Copy the lines below word for word, beginning at the line that contains "the framed photo" and continuing through the last of the rows.

# DATA RECORDS
════════
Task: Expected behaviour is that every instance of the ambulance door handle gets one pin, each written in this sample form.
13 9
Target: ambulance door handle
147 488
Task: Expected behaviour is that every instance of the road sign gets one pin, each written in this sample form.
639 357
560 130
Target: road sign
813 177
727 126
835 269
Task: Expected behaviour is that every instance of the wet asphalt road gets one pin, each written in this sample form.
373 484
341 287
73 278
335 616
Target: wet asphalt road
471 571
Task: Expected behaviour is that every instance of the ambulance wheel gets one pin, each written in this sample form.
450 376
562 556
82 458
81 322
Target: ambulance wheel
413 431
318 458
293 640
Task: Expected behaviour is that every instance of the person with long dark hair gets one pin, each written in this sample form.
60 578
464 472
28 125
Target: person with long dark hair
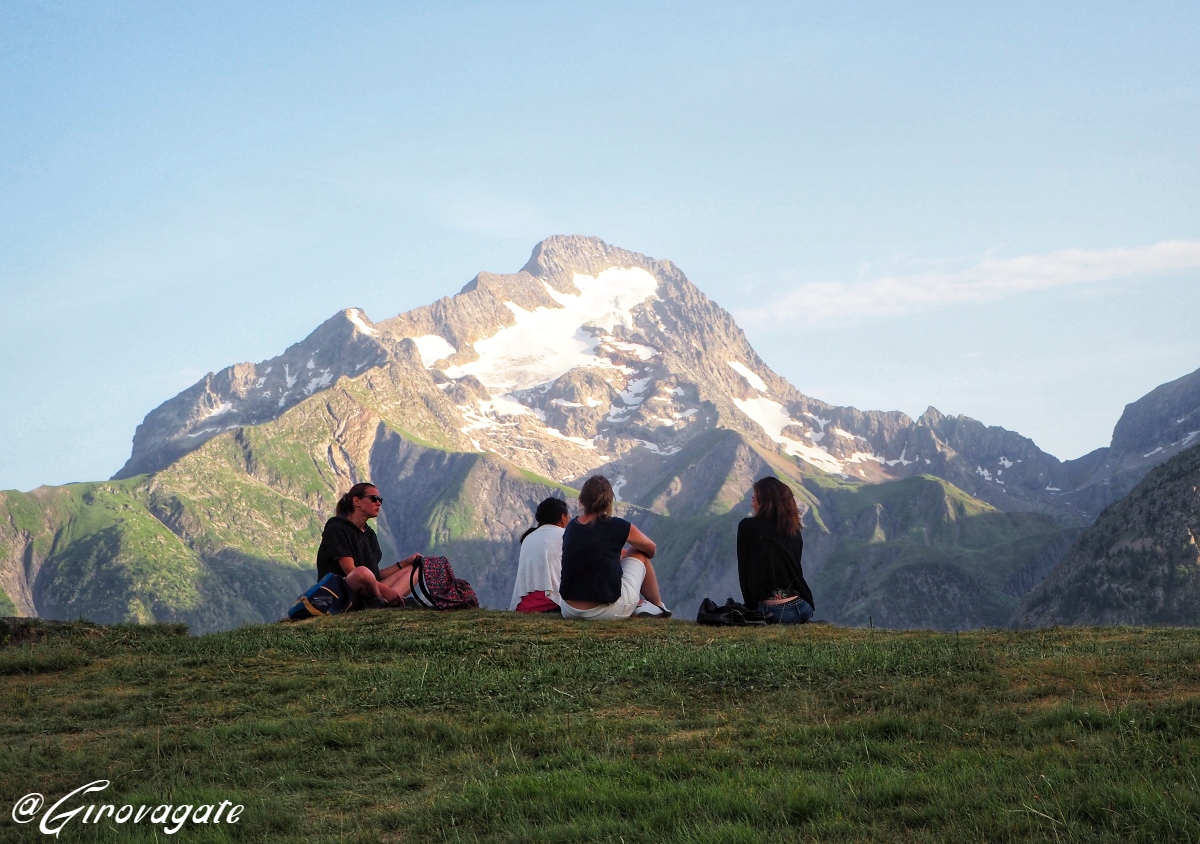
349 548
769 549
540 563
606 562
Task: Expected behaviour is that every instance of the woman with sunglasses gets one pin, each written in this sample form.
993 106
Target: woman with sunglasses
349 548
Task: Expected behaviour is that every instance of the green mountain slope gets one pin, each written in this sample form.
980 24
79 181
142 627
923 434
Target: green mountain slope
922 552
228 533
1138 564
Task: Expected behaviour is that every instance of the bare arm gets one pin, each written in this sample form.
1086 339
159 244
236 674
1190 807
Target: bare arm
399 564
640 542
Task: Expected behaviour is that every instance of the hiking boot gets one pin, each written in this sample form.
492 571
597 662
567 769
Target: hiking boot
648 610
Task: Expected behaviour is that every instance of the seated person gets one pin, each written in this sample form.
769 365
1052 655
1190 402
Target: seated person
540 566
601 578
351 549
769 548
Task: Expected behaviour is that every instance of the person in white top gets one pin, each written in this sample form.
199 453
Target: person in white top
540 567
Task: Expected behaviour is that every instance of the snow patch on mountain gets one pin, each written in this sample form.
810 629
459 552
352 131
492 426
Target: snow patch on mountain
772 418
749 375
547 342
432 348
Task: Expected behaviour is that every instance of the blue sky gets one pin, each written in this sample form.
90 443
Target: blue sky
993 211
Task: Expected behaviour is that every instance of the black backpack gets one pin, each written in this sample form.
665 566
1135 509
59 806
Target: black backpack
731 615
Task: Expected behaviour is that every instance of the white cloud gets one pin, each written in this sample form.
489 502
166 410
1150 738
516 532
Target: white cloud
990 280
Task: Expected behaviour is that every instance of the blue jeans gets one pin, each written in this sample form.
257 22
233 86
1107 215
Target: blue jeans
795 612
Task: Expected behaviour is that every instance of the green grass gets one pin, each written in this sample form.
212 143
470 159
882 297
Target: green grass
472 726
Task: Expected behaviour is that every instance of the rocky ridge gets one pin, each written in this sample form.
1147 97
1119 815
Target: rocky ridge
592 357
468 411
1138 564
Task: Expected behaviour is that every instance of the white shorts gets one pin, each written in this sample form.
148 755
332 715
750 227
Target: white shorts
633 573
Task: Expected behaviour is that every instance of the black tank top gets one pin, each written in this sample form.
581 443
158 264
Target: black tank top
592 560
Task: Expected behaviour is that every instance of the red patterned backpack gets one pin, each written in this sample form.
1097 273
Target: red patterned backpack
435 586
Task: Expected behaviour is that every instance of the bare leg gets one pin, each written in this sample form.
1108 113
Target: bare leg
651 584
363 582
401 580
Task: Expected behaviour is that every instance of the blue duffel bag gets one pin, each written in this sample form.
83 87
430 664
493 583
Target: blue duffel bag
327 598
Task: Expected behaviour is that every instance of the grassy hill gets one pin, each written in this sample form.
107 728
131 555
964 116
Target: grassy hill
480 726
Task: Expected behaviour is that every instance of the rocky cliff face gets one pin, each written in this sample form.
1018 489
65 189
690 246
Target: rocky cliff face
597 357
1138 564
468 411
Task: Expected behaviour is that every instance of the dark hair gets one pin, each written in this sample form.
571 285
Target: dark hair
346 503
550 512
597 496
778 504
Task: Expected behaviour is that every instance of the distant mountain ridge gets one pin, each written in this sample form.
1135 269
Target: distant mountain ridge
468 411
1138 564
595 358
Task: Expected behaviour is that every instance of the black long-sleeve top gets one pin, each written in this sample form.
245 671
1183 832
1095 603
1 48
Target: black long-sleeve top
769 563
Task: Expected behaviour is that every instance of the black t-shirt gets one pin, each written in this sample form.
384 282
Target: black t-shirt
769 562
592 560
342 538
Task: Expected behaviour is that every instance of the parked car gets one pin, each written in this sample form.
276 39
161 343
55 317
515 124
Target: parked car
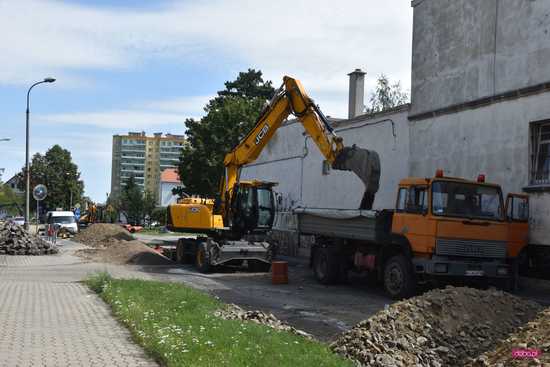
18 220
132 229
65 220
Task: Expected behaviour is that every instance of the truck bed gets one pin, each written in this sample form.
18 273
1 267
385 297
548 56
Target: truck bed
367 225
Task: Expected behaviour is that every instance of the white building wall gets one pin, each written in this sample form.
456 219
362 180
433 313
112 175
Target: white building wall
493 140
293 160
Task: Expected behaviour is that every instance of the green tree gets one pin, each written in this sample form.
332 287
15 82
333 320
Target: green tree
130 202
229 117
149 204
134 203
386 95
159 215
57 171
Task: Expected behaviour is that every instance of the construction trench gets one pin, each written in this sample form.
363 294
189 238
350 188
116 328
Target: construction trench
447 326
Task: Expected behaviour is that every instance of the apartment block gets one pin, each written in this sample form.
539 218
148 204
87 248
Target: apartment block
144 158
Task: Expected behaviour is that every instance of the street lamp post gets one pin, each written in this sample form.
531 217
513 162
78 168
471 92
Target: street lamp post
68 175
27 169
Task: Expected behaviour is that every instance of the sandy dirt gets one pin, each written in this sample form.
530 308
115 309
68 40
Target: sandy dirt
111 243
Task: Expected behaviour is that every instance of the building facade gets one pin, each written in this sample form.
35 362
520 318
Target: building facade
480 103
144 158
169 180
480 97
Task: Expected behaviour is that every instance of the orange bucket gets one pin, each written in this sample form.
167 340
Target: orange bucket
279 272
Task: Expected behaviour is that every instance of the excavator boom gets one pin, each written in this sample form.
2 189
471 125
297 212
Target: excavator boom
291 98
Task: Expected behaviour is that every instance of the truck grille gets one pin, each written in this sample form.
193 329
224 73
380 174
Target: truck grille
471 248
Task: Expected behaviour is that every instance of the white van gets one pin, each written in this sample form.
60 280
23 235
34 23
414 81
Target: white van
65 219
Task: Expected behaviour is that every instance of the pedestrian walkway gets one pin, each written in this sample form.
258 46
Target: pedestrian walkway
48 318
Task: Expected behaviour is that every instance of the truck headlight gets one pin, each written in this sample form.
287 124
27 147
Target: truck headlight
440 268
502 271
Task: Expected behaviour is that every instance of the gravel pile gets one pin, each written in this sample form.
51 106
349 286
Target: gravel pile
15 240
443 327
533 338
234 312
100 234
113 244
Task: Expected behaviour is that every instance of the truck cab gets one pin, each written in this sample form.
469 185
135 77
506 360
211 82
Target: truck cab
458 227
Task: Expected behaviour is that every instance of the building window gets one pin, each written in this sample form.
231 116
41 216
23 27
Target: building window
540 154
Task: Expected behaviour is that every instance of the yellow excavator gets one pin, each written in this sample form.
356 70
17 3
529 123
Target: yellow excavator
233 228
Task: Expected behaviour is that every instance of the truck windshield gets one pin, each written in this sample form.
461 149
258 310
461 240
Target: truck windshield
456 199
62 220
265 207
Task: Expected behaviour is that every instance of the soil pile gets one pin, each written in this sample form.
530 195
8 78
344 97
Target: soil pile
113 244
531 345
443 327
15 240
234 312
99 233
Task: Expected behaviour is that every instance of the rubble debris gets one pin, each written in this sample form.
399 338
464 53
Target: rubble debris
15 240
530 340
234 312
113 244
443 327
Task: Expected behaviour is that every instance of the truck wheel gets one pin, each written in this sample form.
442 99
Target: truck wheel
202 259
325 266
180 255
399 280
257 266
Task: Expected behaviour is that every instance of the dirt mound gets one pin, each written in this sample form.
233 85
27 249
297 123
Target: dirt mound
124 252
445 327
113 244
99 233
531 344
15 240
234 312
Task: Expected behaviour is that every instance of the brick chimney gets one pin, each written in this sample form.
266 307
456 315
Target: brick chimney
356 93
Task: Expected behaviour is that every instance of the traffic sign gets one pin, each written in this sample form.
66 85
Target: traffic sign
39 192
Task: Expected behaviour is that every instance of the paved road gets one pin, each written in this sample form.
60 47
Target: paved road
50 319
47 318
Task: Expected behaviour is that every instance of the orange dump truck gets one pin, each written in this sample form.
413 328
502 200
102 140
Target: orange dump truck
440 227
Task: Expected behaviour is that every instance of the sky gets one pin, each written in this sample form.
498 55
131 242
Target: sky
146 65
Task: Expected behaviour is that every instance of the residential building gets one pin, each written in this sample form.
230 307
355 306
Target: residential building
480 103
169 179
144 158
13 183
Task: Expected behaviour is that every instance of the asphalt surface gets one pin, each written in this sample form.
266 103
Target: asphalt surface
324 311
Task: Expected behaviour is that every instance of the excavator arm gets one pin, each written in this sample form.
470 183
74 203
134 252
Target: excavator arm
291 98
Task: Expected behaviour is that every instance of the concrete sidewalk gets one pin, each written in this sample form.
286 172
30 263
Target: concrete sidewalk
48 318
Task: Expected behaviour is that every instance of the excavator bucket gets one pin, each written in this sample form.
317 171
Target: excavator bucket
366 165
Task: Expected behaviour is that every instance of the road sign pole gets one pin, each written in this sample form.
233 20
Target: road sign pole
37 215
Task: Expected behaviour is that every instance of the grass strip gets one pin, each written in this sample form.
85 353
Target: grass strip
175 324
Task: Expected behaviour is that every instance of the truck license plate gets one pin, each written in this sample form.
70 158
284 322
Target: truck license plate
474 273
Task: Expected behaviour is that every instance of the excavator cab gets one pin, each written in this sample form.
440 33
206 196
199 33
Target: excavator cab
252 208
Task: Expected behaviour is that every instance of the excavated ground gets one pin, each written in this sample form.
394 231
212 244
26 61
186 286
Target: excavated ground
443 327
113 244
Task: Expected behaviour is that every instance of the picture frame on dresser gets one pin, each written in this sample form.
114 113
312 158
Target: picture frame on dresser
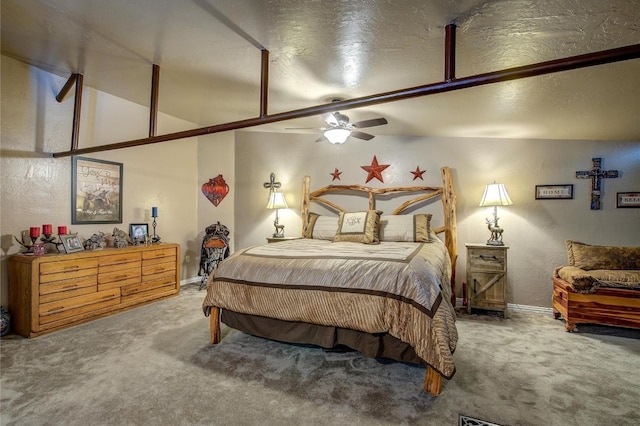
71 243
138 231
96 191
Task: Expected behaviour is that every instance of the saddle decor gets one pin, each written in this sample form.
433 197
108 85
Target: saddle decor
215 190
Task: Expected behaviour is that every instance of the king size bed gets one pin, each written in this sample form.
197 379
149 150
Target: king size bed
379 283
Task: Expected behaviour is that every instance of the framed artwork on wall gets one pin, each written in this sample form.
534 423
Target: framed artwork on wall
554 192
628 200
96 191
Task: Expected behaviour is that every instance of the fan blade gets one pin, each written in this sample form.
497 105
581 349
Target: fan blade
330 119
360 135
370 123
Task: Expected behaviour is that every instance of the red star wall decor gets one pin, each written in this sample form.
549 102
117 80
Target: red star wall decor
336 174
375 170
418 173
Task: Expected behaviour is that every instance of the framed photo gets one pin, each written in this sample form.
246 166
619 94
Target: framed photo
════════
# WORKED SOLUTION
Task: Expected behaviour is that every instance of the framed photo gets one pin, each written in this sample form.
246 166
619 94
Target: framed photo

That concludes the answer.